**Document segment**

- - -

Fight Club by Chuck Palahniuk
3.5

I was very excited to revisit this book because I loved it during my formative years (and also liked the movie quite a bit.)

Unfortunately, I found it to be boring, and I think nostalgia had set my expectations a little too high. I even put the book on 1.25 speed to get through it a little faster because the narrator was boring me.  
I can see how this would have been a very punchy short story, and I think having to turn it into a novel did the story a disservice. 

There are fun moments in the dialogue where I can really feel Palahniuk's style shine through, and I could very easily imagine a lot of the scenes as they were described. I liked the ways in which the book stands out from the movie (
the narrator seems to have more homosexual feelings toward Tyler in the beginning
, Marla is more of a compassionate character,
the whole thing with Marla's mother's fat
) and I enjoyed the back and forth in time and all the repetition. Plus, I find the ending of the book to be a lot more satisfactory.
I love an open ending.


Sadly, the characters are all sort of bland. I suppose that is the point, considering most of them give up their lives (and identities) for the greater cause. But even as we get to know them early in the story, or in scenes where they rebel and act out, there is a lack of life and oomph.

- - -

**Data excerpts**

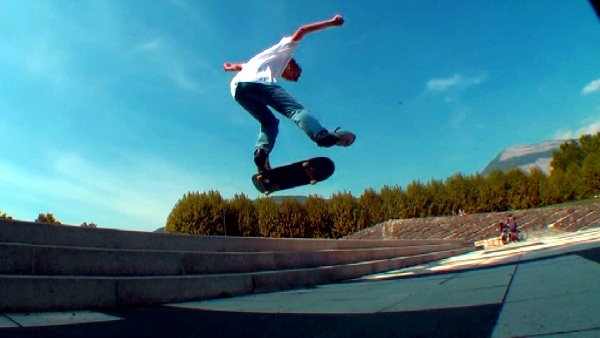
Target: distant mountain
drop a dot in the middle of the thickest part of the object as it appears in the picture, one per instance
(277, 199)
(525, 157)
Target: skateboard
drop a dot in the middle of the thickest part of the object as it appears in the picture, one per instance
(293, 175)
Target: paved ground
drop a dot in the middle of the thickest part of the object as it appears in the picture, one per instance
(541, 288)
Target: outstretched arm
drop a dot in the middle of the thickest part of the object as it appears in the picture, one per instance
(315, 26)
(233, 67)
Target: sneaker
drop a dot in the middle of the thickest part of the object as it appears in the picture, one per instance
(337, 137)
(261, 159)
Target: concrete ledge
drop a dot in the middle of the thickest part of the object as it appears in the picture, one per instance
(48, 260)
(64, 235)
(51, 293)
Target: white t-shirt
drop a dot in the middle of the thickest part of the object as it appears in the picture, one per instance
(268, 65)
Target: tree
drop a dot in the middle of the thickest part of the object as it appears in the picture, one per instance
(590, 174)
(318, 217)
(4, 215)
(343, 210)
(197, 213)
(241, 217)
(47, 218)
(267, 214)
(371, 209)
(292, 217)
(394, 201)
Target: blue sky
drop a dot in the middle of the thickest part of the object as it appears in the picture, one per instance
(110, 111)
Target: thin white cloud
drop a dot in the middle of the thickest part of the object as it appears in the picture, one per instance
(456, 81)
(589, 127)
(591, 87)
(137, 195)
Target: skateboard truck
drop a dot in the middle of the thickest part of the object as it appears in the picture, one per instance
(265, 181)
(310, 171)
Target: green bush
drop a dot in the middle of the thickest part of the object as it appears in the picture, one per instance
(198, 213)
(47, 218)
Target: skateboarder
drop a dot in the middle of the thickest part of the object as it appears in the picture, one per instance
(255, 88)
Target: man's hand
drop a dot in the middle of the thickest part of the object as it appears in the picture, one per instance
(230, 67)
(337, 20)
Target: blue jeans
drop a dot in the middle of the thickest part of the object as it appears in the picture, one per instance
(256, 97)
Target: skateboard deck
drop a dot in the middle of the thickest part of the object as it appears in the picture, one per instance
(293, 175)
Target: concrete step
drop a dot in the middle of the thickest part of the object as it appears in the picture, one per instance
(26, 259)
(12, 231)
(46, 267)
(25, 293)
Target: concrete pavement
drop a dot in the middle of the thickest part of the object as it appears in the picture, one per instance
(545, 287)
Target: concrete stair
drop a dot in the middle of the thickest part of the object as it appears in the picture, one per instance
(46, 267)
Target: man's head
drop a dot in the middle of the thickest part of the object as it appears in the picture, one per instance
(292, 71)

- - -

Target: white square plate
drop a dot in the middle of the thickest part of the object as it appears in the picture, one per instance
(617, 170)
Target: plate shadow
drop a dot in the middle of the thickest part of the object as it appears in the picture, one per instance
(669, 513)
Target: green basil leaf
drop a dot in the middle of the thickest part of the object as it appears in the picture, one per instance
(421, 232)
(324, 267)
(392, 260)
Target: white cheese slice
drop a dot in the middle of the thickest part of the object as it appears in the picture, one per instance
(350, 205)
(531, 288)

- - -

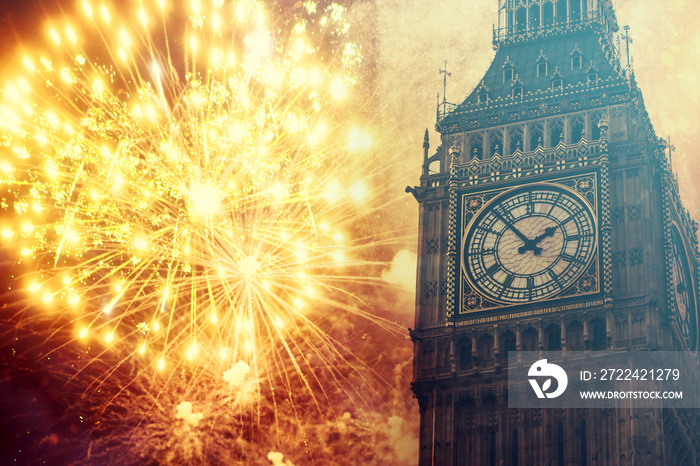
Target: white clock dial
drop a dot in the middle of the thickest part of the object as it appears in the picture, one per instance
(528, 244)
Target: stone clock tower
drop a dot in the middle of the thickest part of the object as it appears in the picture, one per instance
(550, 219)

- - -

**Goals**
[1] In the Fight Club review, what speed did the reviewer put the book on to get through it faster?
[2] Quote everything in the Fight Club review from "I was very excited" down to "was boring me.".
[3] Write what comes next in the Fight Club review, picking up after its last sentence.

**Set of answers**
[1] 1.25 speed.

[2]
I was very excited to revisit this book because I loved it during my formative years (and also liked the movie quite a bit.)

Unfortunately, I found it to be boring, and I think nostalgia had set my expectations a little too high. I even put the book on 1.25 speed to get through it a little faster because the narrator was boring me.

[3]
Although I don't wish to stir any pots or start any arguments, I can understand how people with poor media literacy can take this as a cue to go blow shit up and act like a shithead, and it bums me out, in light of just...society. It's not the author's responsibility to hold anyone's hand, and I am not faulting Palahniuk for creating a sort of cult of weirdos with this work (I might be slightly faulting Fincher tho for the way the adaptation was handled) but I think that upon revisiting it was hard not to dwell on the thought. 

I admit that it is hard to review the book as a standalone piece of media because the movie is so vivid, and I think that times in which the dialogue rewrites for the movie were more punchy and effective, it made me like those parts of the book less. 

All that being said, I am glad I revisited this one. There are more by Palahniuk that I want to get to soon, and this was a nice little reintroduction to his writing.